## Extract provided
↓

Patentee Burden Drives PTAB Obviousness Analysis

In Prolitec, Inc., v. Scentair Technologies, Inc.  the Court of Appeals for the Federal Circuit (CAFC) confirmed that patentees bear the burden of demonstrating patentability for amended claims in AIA trial proceedings before the USPTO Patent Trial & Appeal Board (PTAB).  Prolitec also found that this burden encompassed both the art of record in the AIA trial proceeding as well as the original patent prosecution history.

Earlier this week, in Illumina Cambridge LTD., v. Intelligent Bio-Systems, Inc., the Court explored the PTAB’s analysis of amended claims relative to the burden of the patentee.  That is, whether or not the Board is required to do a traditional obvious analysis for amended claims, anew, or whether the existing record can be used as a backdrop by which the movant’s burden can be assessed.
The patents at issue in the appeal are 7,057,026 and 8,158,346, both relating to DNA sequencing by synthesis (“SBS”) with non-natural nucleotides. SBS allows one to determine the composition of a target DNA sequence by synthesizing new copies of the DNA.  In amending its claims, Illumina added the limitation that the cleavable linker “contains a disulfide linkage.”  The Board denied the amended claims as unpatentable.

On appeal, Illumina argued that the Board, focused on the added limitation to the exclusion of the rest of the claim.  Illumina reasoned that because the prior art teaches both that SBS requires greater than 90% deblocking efficiency, and that cleaving disulfide linkages was variable and inefficient, one of skill in the art would not have been motivated to combine the prior art for SBS methods. In the view of Illumina, the presence of a disulfide linkage in the art was not enough absent the view of the combination.

↑

## Tasks and exercises
**1)** In the article on the PTAB obviousness analysis, what limitation did Illumina add when amending its claims?
**2)** Repeat the portion of the article on the PTAB obviousness analysis starting with "Patentee Burden Drives" and going on through "can be assessed.".
**3)** Write what comes next in the article on the PTAB obviousness analysis, beginning after its final sentence.
The rows after this point are separate material and are not part of the article on the PTAB obviousness analysis.

## Given entries

↓

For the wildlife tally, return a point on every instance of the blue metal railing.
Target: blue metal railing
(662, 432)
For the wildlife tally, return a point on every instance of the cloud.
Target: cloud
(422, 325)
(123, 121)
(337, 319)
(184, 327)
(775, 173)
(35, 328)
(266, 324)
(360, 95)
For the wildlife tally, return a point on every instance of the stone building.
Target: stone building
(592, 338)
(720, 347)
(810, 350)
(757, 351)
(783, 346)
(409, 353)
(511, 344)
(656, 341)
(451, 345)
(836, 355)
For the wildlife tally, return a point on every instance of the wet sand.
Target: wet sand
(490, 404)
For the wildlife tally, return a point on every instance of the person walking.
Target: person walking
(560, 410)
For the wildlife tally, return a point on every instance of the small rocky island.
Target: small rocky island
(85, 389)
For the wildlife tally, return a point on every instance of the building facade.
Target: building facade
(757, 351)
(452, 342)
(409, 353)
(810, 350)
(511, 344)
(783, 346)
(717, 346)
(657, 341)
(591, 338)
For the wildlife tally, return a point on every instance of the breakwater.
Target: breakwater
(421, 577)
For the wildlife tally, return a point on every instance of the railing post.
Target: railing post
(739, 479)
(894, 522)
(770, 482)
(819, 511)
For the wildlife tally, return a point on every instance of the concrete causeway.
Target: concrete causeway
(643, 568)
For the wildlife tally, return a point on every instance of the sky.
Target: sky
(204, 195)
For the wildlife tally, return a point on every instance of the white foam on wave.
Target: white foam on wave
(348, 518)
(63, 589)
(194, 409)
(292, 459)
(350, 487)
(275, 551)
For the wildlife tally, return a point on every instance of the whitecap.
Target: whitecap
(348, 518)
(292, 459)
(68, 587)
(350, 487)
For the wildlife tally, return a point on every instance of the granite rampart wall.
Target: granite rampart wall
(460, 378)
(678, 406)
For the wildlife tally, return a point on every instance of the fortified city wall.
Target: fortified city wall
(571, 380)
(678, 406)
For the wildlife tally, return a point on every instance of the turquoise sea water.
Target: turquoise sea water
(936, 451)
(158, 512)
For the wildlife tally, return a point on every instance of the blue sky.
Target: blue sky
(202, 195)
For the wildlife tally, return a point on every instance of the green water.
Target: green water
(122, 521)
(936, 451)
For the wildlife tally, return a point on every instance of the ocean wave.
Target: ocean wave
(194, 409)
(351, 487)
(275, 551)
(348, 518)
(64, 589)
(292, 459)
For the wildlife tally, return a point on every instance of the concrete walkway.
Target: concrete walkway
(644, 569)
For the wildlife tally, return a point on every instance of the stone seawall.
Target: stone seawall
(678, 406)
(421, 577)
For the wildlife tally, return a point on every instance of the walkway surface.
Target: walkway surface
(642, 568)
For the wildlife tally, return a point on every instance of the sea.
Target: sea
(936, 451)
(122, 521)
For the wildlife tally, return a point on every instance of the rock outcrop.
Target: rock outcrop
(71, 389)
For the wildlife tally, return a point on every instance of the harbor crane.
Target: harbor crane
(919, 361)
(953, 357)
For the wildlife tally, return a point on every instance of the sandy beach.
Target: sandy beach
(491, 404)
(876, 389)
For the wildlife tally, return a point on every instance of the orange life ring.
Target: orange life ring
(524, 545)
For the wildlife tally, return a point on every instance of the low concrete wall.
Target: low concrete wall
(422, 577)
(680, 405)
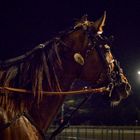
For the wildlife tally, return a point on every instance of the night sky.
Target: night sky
(23, 25)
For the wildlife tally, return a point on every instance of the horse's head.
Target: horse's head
(91, 60)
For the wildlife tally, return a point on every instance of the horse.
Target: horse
(34, 85)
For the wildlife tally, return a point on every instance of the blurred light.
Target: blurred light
(138, 72)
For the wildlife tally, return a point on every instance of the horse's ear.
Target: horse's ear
(100, 23)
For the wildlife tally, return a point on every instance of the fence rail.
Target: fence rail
(99, 133)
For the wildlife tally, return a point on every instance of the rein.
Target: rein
(51, 93)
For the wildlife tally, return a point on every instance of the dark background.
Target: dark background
(25, 24)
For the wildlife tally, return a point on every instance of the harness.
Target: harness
(113, 76)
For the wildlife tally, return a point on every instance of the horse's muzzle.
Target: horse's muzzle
(120, 92)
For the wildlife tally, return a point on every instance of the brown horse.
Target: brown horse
(81, 53)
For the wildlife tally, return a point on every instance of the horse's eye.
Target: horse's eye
(107, 48)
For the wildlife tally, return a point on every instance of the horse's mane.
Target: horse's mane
(30, 71)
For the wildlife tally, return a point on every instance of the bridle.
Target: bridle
(98, 42)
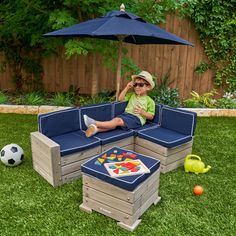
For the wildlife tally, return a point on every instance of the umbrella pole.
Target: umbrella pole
(118, 71)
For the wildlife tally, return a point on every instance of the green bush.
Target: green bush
(191, 103)
(33, 99)
(204, 100)
(102, 97)
(163, 94)
(226, 103)
(3, 98)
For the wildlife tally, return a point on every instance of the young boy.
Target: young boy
(139, 108)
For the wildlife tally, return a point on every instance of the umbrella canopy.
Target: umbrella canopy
(123, 27)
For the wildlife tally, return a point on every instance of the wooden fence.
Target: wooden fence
(82, 72)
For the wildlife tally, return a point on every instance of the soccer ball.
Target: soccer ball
(12, 154)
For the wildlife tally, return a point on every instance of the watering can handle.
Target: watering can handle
(192, 155)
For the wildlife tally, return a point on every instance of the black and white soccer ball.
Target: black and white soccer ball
(12, 154)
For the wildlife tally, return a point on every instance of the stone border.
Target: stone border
(23, 109)
(207, 112)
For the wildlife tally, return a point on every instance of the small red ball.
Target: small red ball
(198, 190)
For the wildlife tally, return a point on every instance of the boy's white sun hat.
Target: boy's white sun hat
(146, 76)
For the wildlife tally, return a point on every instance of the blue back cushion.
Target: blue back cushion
(157, 116)
(178, 120)
(59, 122)
(118, 108)
(99, 112)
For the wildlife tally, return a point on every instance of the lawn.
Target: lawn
(30, 206)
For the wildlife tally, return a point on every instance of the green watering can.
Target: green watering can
(193, 163)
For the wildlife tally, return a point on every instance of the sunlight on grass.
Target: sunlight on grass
(30, 206)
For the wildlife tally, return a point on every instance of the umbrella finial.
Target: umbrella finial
(122, 7)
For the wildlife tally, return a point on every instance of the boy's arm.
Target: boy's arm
(141, 112)
(121, 97)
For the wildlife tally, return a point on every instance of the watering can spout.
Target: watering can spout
(206, 169)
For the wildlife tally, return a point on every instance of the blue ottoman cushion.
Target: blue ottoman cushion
(165, 137)
(75, 142)
(125, 182)
(113, 135)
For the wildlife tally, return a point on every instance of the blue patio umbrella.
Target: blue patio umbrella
(120, 26)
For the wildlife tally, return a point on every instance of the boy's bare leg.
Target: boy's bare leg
(103, 126)
(108, 125)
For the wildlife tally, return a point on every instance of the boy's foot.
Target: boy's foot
(92, 129)
(88, 121)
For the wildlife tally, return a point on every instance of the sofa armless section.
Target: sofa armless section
(171, 141)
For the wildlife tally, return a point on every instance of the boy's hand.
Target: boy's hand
(138, 110)
(129, 85)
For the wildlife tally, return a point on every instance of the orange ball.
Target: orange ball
(198, 190)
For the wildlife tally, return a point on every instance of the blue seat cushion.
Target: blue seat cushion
(59, 122)
(113, 135)
(129, 183)
(164, 137)
(178, 120)
(75, 142)
(146, 126)
(99, 112)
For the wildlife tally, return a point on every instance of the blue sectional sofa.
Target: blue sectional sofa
(60, 146)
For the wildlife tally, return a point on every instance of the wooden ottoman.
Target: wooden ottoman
(123, 198)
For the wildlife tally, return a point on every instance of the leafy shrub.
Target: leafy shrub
(33, 99)
(205, 100)
(226, 103)
(191, 103)
(3, 98)
(164, 94)
(101, 97)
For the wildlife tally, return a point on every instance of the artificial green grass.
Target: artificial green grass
(30, 206)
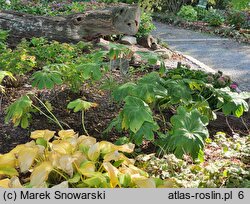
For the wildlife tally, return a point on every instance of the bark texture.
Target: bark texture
(73, 28)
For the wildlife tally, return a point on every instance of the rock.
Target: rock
(148, 41)
(164, 53)
(128, 40)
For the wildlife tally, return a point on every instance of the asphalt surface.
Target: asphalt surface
(226, 55)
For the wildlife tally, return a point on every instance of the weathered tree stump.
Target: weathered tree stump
(124, 19)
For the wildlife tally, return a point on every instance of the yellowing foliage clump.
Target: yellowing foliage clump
(76, 161)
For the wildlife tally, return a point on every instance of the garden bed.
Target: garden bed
(110, 115)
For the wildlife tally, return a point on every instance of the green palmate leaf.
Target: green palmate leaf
(8, 171)
(125, 180)
(232, 102)
(123, 91)
(135, 113)
(18, 112)
(145, 132)
(4, 74)
(90, 71)
(46, 79)
(188, 133)
(178, 91)
(80, 105)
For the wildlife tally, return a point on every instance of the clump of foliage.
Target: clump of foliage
(201, 13)
(214, 18)
(70, 160)
(188, 13)
(225, 165)
(219, 4)
(240, 4)
(195, 97)
(4, 74)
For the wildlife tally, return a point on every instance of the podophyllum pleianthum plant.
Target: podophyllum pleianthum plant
(69, 160)
(4, 74)
(19, 112)
(81, 105)
(194, 102)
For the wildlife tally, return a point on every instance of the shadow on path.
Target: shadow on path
(227, 55)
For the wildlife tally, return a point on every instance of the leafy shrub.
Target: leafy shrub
(240, 4)
(188, 13)
(191, 93)
(146, 24)
(214, 18)
(237, 19)
(18, 61)
(3, 35)
(71, 161)
(219, 4)
(201, 13)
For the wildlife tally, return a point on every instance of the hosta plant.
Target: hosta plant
(71, 160)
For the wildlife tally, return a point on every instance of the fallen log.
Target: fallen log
(124, 19)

↑

## Expected responses
**1)** Illumina added the limitation that the cleavable linker "contains a disulfide linkage."

**2)**
Patentee Burden Drives PTAB Obviousness Analysis

In Prolitec, Inc., v. Scentair Technologies, Inc.  the Court of Appeals for the Federal Circuit (CAFC) confirmed that patentees bear the burden of demonstrating patentability for amended claims in AIA trial proceedings before the USPTO Patent Trial & Appeal Board (PTAB).  Prolitec also found that this burden encompassed both the art of record in the AIA trial proceeding as well as the original patent prosecution history.

Earlier this week, in Illumina Cambridge LTD., v. Intelligent Bio-Systems, Inc., the Court explored the PTAB’s analysis of amended claims relative to the burden of the patentee.  That is, whether or not the Board is required to do a traditional obvious analysis for amended claims, anew, or whether the existing record can be used as a backdrop by which the movant’s burden can be assessed.

**3)**
For its part, Intelligent Bio-Systems (“Bio”) responded [to Illumina’s argument that “the Board improperly limited its analysis to the disulfide linkage limitation, rather than also considering the combination of the additional limitations] that Illumina failed to carry its burden of showing that the proposed substitute claims were patentable over the prior art of record.  Bio also argued that because the Board had already decided in it Decisions to Institute that the prior art taught all of the limitations in the original claims, the only additional limitation in the proposed claims was the disulfide linker, and thus the Board only needed to address the prior art relating to the successful use of disulfide linker in DNA sequencing.

(Of course, a Decision to Institute is preliminary. Yet, amendment is only denied at the time of Final Written Decision (FWD).  Here, the Board seemingly had not strayed from its original determination.)

In affirming the Board, the Court explained (here):

Because none of the original claims comprised the limitation of the linker containing a disulfide linkage, the Board chose to primarily address prior art relevant to that limitation to determine whether Illumina had proven that the addition rendered the claims as a whole nonobvious.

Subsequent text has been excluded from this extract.